>> Begin RECORDS SHOWN

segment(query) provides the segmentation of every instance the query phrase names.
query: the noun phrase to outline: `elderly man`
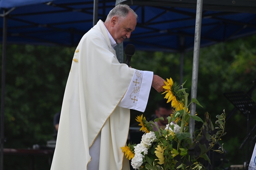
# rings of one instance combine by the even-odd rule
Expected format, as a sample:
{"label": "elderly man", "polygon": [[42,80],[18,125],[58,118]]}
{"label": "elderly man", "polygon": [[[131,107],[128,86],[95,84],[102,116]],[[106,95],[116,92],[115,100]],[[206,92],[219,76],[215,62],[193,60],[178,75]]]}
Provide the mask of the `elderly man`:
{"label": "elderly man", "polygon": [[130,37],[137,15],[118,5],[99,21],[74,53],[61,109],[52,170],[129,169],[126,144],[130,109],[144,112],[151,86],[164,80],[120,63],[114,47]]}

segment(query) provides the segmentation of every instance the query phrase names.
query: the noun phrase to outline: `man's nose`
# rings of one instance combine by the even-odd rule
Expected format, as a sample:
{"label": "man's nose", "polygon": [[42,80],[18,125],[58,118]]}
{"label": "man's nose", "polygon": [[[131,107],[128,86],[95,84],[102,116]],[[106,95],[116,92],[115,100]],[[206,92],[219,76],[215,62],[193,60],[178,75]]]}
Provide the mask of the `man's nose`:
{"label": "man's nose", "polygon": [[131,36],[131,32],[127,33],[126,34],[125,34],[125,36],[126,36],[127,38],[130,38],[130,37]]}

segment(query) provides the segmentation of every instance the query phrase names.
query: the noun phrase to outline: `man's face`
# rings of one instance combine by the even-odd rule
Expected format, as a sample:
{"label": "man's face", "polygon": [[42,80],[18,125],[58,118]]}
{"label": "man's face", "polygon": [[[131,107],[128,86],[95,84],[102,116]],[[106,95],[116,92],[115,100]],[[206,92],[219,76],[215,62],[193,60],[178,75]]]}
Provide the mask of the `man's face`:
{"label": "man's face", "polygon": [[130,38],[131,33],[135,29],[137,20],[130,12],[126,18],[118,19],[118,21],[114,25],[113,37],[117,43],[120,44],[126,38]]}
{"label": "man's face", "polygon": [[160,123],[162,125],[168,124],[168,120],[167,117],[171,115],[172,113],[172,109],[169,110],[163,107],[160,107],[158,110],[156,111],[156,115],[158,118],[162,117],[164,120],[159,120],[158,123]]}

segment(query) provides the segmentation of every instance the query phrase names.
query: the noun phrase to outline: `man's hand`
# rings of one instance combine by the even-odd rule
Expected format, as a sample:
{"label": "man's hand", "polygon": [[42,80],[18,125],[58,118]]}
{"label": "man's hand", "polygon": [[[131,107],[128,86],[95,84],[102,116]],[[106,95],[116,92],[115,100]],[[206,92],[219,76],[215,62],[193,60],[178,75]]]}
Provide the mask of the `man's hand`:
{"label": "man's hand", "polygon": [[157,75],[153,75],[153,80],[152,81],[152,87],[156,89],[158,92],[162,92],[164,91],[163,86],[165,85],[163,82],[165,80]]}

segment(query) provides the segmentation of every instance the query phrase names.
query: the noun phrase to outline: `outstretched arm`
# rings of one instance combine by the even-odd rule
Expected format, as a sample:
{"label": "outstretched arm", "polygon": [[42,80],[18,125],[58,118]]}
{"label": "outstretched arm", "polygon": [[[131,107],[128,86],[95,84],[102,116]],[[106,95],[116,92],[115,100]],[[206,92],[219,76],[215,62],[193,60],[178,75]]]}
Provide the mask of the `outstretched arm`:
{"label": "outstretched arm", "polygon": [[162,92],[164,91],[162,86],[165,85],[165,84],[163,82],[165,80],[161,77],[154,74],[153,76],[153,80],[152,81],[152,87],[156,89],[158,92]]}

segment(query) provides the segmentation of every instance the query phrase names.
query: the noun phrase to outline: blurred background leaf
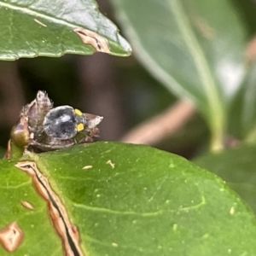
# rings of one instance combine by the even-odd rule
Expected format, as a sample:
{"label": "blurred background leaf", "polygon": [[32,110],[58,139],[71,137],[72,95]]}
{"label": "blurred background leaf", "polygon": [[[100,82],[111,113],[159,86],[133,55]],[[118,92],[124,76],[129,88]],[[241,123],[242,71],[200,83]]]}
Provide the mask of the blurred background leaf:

>> End RECORDS SHOWN

» **EXERCISE INSTRUCTIONS**
Please count the lines in the listing above that contain the string "background". Give only the number.

» **IN RESPONSE**
4